__Working data__.
:::

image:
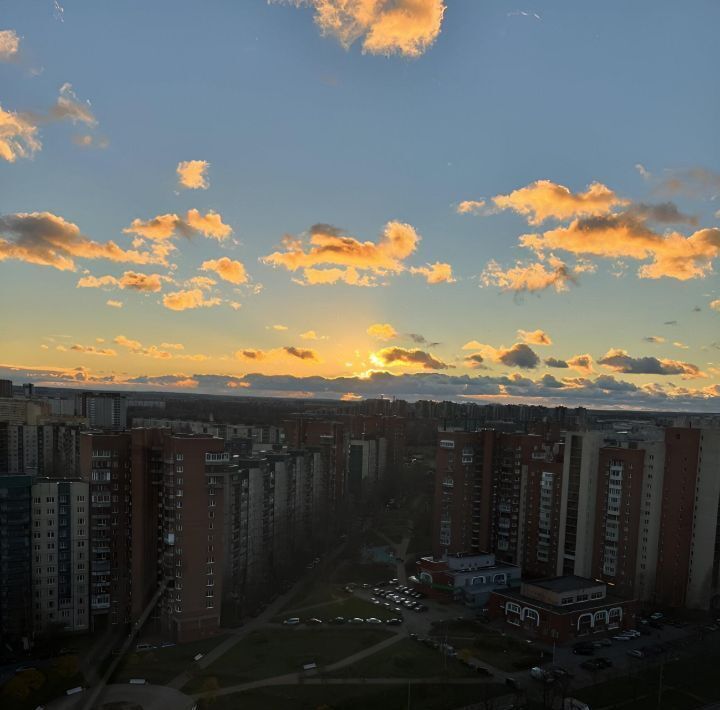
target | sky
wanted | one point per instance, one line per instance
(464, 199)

:::

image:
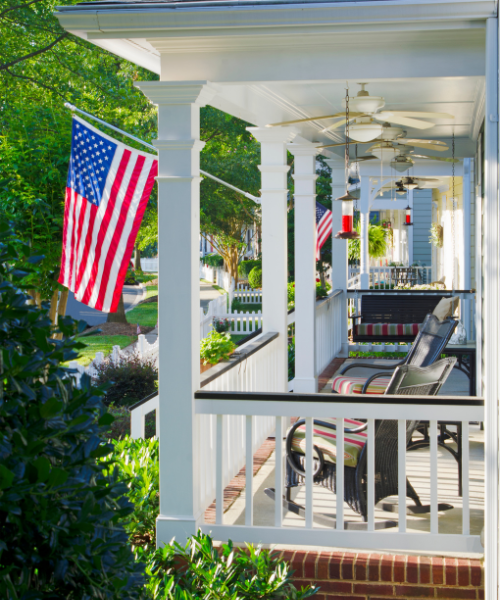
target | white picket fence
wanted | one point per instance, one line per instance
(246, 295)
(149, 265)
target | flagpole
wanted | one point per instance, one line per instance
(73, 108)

:::

__What you are asked to do__. Count how many lines in the listing above contain the word "target", and reply with that number alone.

__Exercise result__. 3